### 原文抜粋
####

1.栄養指導とは
栄養指導とは、健康の維持・増進を目的として、保健所などで対象者に合わせた食事の選び方や調理方法などを指導する業務です。
また、既に病気にかかっている方を対象として、病院やクリニック等で食事に関する指導を行います。
2.栄養指導が行われている場
管理栄養士による栄養指導は、主に病院やクリニック、福祉施設、保健所、薬局など様々な場所で行われています。
2-1.病院
病院で行われる栄養指導は主に3つあります。
1つ目は個別栄養指導です。
個別栄養指導とは、その名の通り個別に栄養指導を行うことをいいます。
個別に行うので、対象者の方に合わせたアプローチを提案することができます。
個人の生活スタイルに合わせ、できることから一緒に目標を設定することで、食事の管理について意識向上に繋げていきます。
2つ目は集団栄養指導です。
集団栄養指導とは、その名の通り集団で栄養指導を行うことをいいます。
減塩教室や糖尿病教室など、患者数の多い病気を対象に行うことが多いです。
入院中の場合は、入院期間内で2回が限度であること、1回が40分以上15人以下であることを条件として加算することができます。
3つ目はNST(栄養サポートチーム)です。
NSTとは、多職種が連携し、主に入院患者への適切な栄養管理を実施・支援するチームです。
医師や看護師、管理栄養士、薬剤師、臨床検査技師など多くの専門職が関わります。
多くの病院は、曜日によって対象の疾患を変えて、回診します。
管理栄養士が関わる疾患は、主に褥瘡がある方や緩和ケアです。
嚥下機能に関することは歯科医が関わるなど、対象の病気ごとに必要な職種で連携して対応します。
2-2.クリニック
クリニックでは、主に慢性的な病気の方を対象とし、医師による診察に加えて、管理栄養士による栄養指導を行います。

####

### データ行一覧
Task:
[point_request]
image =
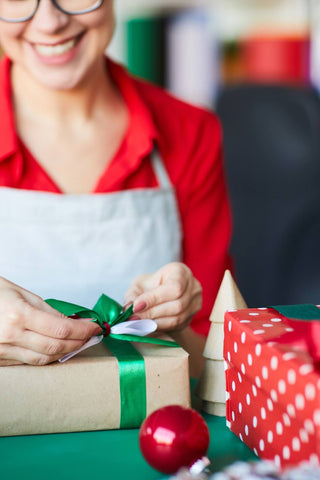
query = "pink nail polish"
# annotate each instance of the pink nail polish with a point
(138, 307)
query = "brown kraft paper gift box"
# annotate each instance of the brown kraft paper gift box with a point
(84, 393)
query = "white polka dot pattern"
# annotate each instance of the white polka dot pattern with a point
(274, 389)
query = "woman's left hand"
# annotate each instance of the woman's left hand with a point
(170, 296)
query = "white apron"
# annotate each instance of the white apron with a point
(76, 247)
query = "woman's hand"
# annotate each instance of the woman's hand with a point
(32, 332)
(170, 296)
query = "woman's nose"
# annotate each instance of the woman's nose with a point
(48, 18)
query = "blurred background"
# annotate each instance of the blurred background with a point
(257, 64)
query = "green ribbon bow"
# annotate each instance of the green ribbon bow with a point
(132, 378)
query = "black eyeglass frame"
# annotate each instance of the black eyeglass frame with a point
(55, 3)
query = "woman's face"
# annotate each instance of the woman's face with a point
(57, 50)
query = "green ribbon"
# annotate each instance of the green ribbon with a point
(132, 376)
(305, 311)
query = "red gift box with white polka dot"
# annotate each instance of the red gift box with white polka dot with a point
(273, 388)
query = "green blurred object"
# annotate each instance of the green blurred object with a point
(146, 48)
(112, 455)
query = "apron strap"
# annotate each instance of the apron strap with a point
(159, 169)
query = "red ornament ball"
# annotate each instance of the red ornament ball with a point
(173, 437)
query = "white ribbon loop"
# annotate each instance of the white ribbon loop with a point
(141, 328)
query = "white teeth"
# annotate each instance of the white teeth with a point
(51, 50)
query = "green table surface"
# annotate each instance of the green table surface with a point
(112, 454)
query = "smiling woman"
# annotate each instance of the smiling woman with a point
(103, 178)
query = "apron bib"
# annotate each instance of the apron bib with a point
(76, 247)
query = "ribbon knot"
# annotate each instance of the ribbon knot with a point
(117, 335)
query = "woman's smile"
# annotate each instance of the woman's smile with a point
(49, 50)
(58, 52)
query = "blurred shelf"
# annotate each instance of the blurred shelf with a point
(133, 6)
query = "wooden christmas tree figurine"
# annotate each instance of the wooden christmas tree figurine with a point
(211, 388)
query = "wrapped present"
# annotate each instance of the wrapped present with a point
(273, 381)
(114, 384)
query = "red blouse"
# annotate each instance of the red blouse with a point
(189, 141)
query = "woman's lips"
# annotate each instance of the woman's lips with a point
(58, 49)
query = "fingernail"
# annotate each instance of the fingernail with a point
(138, 307)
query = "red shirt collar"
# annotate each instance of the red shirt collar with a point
(8, 137)
(141, 132)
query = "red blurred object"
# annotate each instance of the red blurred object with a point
(276, 59)
(173, 437)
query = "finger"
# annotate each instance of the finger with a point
(47, 345)
(23, 355)
(61, 327)
(132, 293)
(167, 309)
(162, 294)
(9, 363)
(170, 324)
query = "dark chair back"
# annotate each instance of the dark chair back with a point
(272, 155)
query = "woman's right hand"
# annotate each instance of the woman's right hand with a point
(32, 332)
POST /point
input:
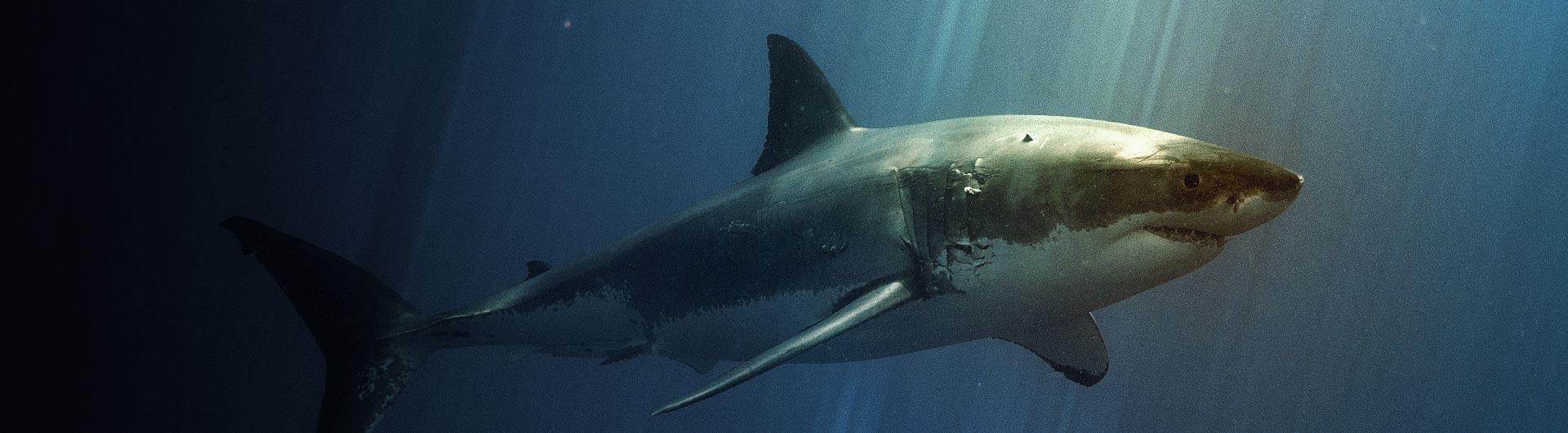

####

### 本文の設問
(A) 栄養指導についての本文から、「個別に行うので、対象者の方に合わせたアプローチを提案することができます。」で始まり「を実施・支援するチームです。」で終わる部分を、一字一句変えずに引用しなさい。
(B) 栄養指導についての本文によると、NSTにおいて管理栄養士が関わるのは主にどのような対象か。

### 各問の解答
(A)
個別に行うので、対象者の方に合わせたアプローチを提案することができます。
個人の生活スタイルに合わせ、できることから一緒に目標を設定することで、食事の管理について意識向上に繋げていきます。
2つ目は集団栄養指導です。
集団栄養指導とは、その名の通り集団で栄養指導を行うことをいいます。
減塩教室や糖尿病教室など、患者数の多い病気を対象に行うことが多いです。
入院中の場合は、入院期間内で2回が限度であること、1回が40分以上15人以下であることを条件として加算することができます。
3つ目はNST(栄養サポートチーム)です。
NSTとは、多職種が連携し、主に入院患者への適切な栄養管理を実施・支援するチームです。

(B) 主に褥瘡がある方や緩和ケアである。